Problem to solve — Extract each line below that contains the word "stone", copying the lines in full. Case counts.

Provided entries —
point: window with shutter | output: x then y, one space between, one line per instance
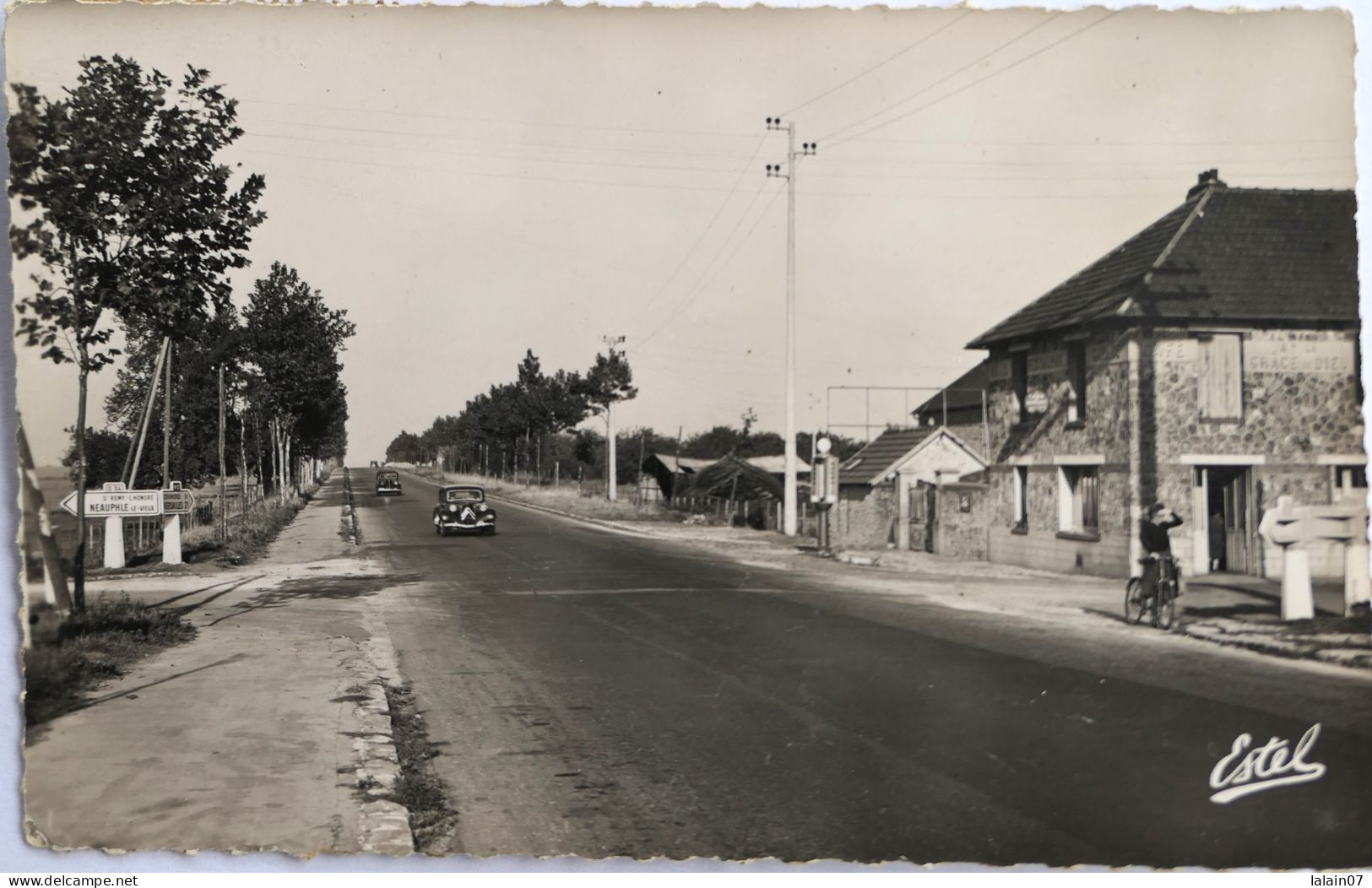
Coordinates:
1220 377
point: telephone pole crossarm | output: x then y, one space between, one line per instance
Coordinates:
774 171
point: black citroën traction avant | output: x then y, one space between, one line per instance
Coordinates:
388 484
463 508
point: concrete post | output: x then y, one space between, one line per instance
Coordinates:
1357 587
903 512
1297 596
114 541
171 539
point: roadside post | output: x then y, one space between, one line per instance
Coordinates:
1295 528
175 504
1282 526
823 490
116 502
1346 523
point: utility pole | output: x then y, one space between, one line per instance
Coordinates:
610 486
224 490
166 425
789 175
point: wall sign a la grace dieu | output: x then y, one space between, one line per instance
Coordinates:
1310 355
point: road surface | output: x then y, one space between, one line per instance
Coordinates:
599 693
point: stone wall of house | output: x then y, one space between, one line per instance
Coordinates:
963 534
1042 544
865 517
1049 432
1299 403
1299 397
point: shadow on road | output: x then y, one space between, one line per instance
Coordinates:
313 589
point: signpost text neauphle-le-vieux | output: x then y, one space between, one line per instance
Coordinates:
116 502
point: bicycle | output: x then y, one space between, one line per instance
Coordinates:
1163 603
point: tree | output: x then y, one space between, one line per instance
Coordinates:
105 452
294 341
127 214
607 383
204 346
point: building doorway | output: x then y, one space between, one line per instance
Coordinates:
1228 522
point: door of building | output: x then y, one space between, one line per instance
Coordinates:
1228 519
932 517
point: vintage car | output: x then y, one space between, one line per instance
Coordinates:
388 484
463 506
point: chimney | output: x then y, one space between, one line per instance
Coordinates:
1207 180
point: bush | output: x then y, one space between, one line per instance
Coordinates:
72 655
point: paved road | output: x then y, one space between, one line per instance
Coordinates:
597 693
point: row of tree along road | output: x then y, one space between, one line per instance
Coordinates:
530 430
131 224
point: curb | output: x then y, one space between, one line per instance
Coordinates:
383 824
1272 648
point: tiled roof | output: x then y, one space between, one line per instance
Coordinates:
1225 254
881 453
963 392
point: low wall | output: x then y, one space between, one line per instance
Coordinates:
1108 556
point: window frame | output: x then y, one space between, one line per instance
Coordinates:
1020 383
1021 497
1207 344
1073 511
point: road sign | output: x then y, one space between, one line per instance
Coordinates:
117 502
823 480
177 501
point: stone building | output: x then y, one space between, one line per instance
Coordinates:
888 491
961 407
1209 363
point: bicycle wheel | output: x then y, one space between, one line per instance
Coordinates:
1165 612
1134 604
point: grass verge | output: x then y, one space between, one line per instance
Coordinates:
72 655
419 788
248 537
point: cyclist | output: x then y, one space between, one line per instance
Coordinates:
1157 545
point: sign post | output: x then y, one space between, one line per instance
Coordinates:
1280 526
114 502
823 489
175 504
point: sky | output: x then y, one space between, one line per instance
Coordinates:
469 183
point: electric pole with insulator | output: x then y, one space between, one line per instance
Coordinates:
789 517
610 486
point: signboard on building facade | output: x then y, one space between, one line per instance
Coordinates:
1288 355
177 501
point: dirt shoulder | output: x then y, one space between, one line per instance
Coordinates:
269 730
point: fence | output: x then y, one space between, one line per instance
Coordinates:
756 513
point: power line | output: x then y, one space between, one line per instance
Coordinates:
941 80
719 212
696 289
522 143
977 83
483 175
490 157
497 121
882 63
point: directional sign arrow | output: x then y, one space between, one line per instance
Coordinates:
117 502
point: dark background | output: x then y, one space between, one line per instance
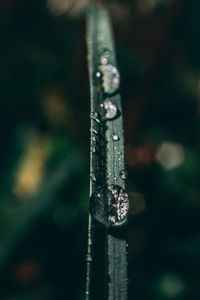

Correct answer —
point: stone wall of house | output: x then y, one space between, one line per instance
point: stone building | output: x then y, one space between, one line per instance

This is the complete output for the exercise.